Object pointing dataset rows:
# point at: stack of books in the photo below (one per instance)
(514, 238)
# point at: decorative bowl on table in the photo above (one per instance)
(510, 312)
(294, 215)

--

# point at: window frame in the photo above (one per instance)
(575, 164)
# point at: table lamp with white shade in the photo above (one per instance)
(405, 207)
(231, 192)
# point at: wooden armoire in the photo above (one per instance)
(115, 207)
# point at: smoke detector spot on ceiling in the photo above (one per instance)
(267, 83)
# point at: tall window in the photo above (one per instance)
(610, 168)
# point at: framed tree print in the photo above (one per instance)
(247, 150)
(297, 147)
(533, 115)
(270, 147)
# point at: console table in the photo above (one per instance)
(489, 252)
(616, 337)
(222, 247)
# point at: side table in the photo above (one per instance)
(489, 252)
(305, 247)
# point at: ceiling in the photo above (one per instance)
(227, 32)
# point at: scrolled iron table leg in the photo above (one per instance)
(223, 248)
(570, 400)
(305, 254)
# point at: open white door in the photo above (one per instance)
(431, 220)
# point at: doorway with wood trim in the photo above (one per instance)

Short exercise »
Copy out the lines of the records above, starting at the line that contains "# point at: console" and ending at the line that contains "# point at: doorway", with both of those lines included.

The result »
# point at: console table in the photo above (one per instance)
(489, 252)
(616, 337)
(222, 247)
# point at: side table in the photo above (one per instance)
(489, 252)
(305, 247)
# point at: ceiling in the photo above (one per instance)
(227, 32)
# point at: scrolled iron table leg in the photo above (one per instance)
(223, 248)
(570, 400)
(305, 254)
# point at: open white door in the photo above (one per instance)
(431, 220)
# point at: doorway with wood trim in the photo above (one per instance)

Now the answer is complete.